**STUDY TEXT:**
Integrative Analysis of Instruction

( using the logical framework of Scientific Method )

in a Creative Inquiry Classroom

  by Craig Rusbult, Ph.D. 

A page about Active Learning explores the distinctive benefits of two types of learning (direct & inquiry) and the advantages of an eclectic approach that includes a variety of instructional techniques.  Both types of learning occur in the fascinating classroom described in this page, which — by contrast with most classrooms — is designed to give students an opportunity for the high-quality inquiry learning that is its main focus.

    My PhD dissertation included two major objectives:
    1.  Construct an integrative model of "scientific method."
    2.  Use this model to analyze the instruction — including both the planned activities and the ways these activities are put into action by teacher and students in the classroom — that occurs in an innovative, inquiry-oriented science course.

    The first objective, a model of Integrated Scientific Method (ISM), has been condensed in pages about Goals and Scientific Method.  The second objective, the ISM-based analysis of an innovative classroom, is condensed in this page, and the ideas are generalized in Aesop's Activities for Goal-Directed Education and Curriculum Design for Thinking Skills Education.

    This web-page briefly summarizes the parts of my dissertation containing the instructional analysis, beginning with a description (from Chapter 1) of a fascinating science course and (from the introduction to Chapter 3) my reasons for selecting this classroom for analysis:

    In a conventional course, students typically learn science as a body of knowledge but not as a process of thinking, and rarely do they have the opportunity to see how research science becomes textbook science.  A notable exception is a popular, innovative genetics course taught at Monona Grove High School by Sue Johnson, who in 1990 was named "Wisconsin Biology Teacher of the Year" by the National Association of Biology Teachers, due in large part to her creative work in developing and teaching this course.  In her classroom, students experience a wide range of problem-solving activities as they build and test scientific theories and, when necessary, revise these theories.  After students have solved several problems that "follow the rules" of a basic Mendelian theory of inheritance, they begin to encounter data (generated by computer) that cannot be explained using their initial theory.  To solve this new type of problem the students, working in small "research groups", must recognize the anomalies and revise their existing theory in an effort to develop new theories that can be judged, on the basis of the students' own evaluation criteria, to be capable of satisfactorily explaining the anomalous data.
    As these students generate and evaluate theories, they are gaining first-hand experience in the role of research scientists.  They also gain second-hand experience in the form of science history, by hearing or reading stories about the adventures of research scientists zealously pursuing their goal of advancing the frontiers of knowledge.  A balanced combination that skillfully blends both types of student experience can be used to more effectively simulate the total experience of a scientist actively involved in research.  According to educators who have studied this classroom, students often achieve a higher motivation level, improved problem-solving skills, and an appreciation for science as an intellectual activity.

**EXERCISE REQUIREMENTS:**
A. Do the following statements agree with the text on integrative analysis of instruction? For each, answer yes or no and quote the words of the text that decide it. (i) Sue Johnson was named "Wisconsin Biology Teacher of the Year" in 1990. (ii) Students revise their theories while working individually. (iii) The data that students' initial theory cannot explain is generated by computer.
B. Recast the paragraph of the text on integrative analysis of instruction that begins "As these students generate and evaluate theories" as a short bulleted list that keeps its main facts.
C. Copy out the stretch of the text on integrative analysis of instruction from "( using the" through "its main focus.".

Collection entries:
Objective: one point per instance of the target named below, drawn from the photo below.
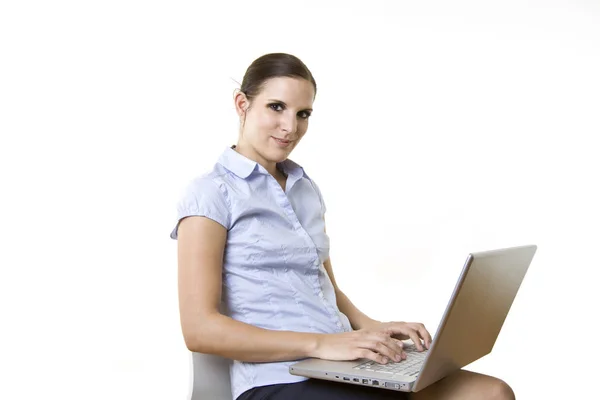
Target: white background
(440, 128)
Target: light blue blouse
(273, 274)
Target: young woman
(256, 283)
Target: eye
(274, 106)
(304, 114)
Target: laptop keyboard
(411, 366)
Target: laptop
(475, 313)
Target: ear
(241, 102)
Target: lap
(317, 389)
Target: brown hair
(271, 66)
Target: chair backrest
(210, 379)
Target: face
(276, 120)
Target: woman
(256, 283)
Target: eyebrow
(283, 102)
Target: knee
(500, 390)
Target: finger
(379, 347)
(424, 333)
(388, 347)
(397, 348)
(401, 345)
(416, 340)
(395, 345)
(371, 355)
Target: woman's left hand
(414, 331)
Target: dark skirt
(317, 389)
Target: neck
(270, 166)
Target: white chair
(210, 377)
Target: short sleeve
(202, 197)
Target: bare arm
(201, 243)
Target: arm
(201, 245)
(357, 318)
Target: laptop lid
(476, 311)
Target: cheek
(266, 121)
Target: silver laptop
(470, 325)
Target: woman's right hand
(374, 345)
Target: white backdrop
(468, 125)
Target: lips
(281, 142)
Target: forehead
(295, 92)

**SOLUTIONS TO THE PROBLEMS:**
A.
(i) Yes: "who in 1990 was named "Wisconsin Biology Teacher of the Year" by the National Association of Biology Teachers"
(ii) No: "the students, working in small "research groups", must recognize the anomalies and revise their existing theory"
(iii) Yes: "they begin to encounter data (generated by computer) that cannot be explained using their initial theory"

B.
- Generating and evaluating theories gives students first-hand experience in the role of research scientists.
- Stories from science history about research scientists give them second-hand experience.
- A balanced blend of both kinds of experience more effectively simulates the total experience of a scientist doing research.
- Educators who have studied the classroom report that students often reach higher motivation, better problem-solving skills, and an appreciation for science as an intellectual activity.

C.
( using the logical framework of Scientific Method )

in a Creative Inquiry Classroom

  by Craig Rusbult, Ph.D. 

A page about Active Learning explores the distinctive benefits of two types of learning (direct & inquiry) and the advantages of an eclectic approach that includes a variety of instructional techniques.  Both types of learning occur in the fascinating classroom described in this page, which — by contrast with most classrooms — is designed to give students an opportunity for the high-quality inquiry learning that is its main focus.